— start STORED DATA —

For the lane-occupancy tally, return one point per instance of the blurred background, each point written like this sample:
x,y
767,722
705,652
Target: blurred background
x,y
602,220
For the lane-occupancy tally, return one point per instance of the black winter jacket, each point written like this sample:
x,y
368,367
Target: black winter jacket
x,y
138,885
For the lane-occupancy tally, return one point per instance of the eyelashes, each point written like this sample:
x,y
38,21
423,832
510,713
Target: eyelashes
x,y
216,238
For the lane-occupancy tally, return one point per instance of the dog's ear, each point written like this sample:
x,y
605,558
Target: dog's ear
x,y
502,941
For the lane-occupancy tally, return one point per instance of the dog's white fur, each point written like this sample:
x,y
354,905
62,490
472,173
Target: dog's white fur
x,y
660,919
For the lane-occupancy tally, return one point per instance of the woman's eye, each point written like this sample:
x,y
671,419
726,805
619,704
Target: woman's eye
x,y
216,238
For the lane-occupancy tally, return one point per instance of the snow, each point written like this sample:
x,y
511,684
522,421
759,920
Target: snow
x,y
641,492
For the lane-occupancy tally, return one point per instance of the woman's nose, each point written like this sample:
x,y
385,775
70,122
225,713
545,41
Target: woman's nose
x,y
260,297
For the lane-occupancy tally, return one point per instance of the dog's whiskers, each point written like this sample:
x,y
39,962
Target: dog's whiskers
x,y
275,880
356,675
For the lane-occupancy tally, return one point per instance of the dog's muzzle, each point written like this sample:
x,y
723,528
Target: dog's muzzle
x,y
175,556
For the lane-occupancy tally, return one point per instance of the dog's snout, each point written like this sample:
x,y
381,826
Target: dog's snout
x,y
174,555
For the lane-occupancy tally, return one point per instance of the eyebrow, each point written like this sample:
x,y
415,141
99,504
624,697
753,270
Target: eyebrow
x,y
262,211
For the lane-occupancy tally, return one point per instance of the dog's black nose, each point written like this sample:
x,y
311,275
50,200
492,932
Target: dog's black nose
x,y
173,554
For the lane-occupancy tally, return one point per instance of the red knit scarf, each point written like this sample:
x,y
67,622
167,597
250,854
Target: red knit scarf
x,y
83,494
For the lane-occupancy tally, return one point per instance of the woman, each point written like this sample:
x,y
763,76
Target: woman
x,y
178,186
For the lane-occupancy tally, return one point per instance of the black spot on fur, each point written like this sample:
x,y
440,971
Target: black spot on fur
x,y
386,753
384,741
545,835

— end STORED DATA —

→ **PROBLEM TO SOLVE**
Format the lines of the data from the line containing "the black spot" through the end of the data, inclusive, as a numbered list, omitting any blank lines.

→ **ANSWER TO THIS TASK**
1. For the lane-occupancy tally, return one point per instance of the black spot on fur, each point written like this sample:
2. x,y
3. 440,971
4. Target: black spot on fur
5. x,y
6. 386,753
7. 384,741
8. 545,835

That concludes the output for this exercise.